§ **YOUR OBJECTIVE**:
Can you pull out every line below that contains the word "plank"?
>> Begin MATERIAL FOR THIS TASK
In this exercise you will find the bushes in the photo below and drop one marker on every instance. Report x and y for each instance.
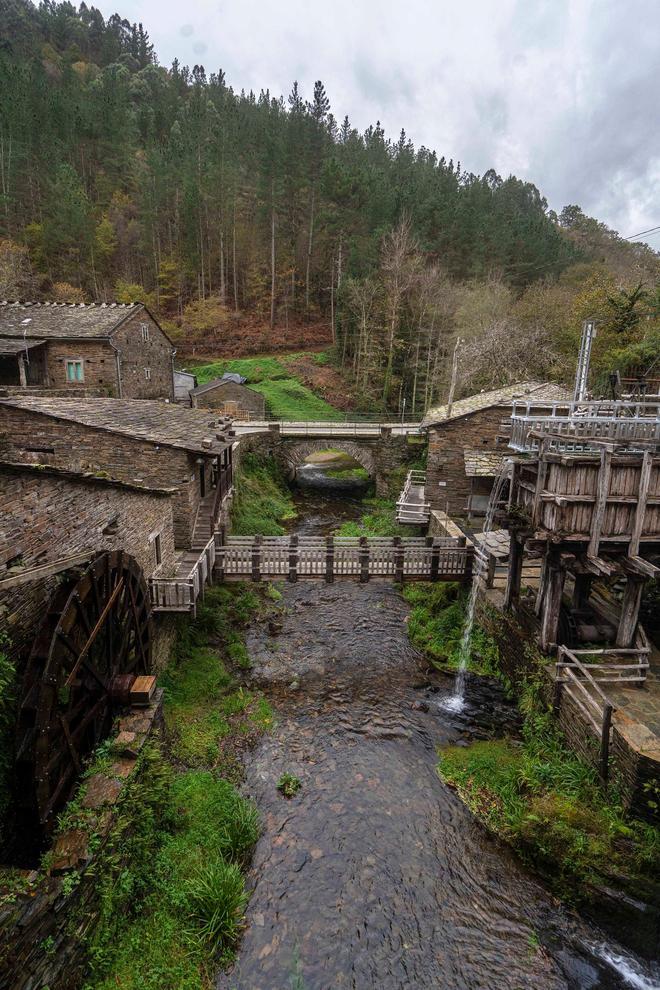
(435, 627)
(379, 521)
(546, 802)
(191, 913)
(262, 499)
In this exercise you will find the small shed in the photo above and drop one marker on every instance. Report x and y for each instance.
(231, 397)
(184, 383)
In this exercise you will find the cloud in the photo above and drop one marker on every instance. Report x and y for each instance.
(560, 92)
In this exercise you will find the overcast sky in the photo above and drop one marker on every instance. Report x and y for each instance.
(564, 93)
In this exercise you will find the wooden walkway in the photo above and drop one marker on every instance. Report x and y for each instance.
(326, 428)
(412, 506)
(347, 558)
>> End MATERIAL FOR THIS TASK
>> Begin MATERIAL FOR THIS TASK
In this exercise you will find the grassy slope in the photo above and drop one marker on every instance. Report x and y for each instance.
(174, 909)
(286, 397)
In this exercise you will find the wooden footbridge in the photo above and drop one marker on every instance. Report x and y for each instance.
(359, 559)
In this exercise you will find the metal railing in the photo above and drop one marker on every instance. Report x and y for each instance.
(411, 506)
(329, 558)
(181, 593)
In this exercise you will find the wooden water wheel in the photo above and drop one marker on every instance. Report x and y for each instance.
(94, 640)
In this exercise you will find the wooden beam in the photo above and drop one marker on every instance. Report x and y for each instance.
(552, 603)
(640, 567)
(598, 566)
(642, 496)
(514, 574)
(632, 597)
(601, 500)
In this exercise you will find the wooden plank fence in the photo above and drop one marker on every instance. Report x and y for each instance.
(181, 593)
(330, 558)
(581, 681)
>> End MATERIAL FOR THIS TASK
§ **WRITTEN RESPONSE**:
In this exercise you will find the wooden plank fence in the photo above and drop one marker on every instance. Report x and y for each instance.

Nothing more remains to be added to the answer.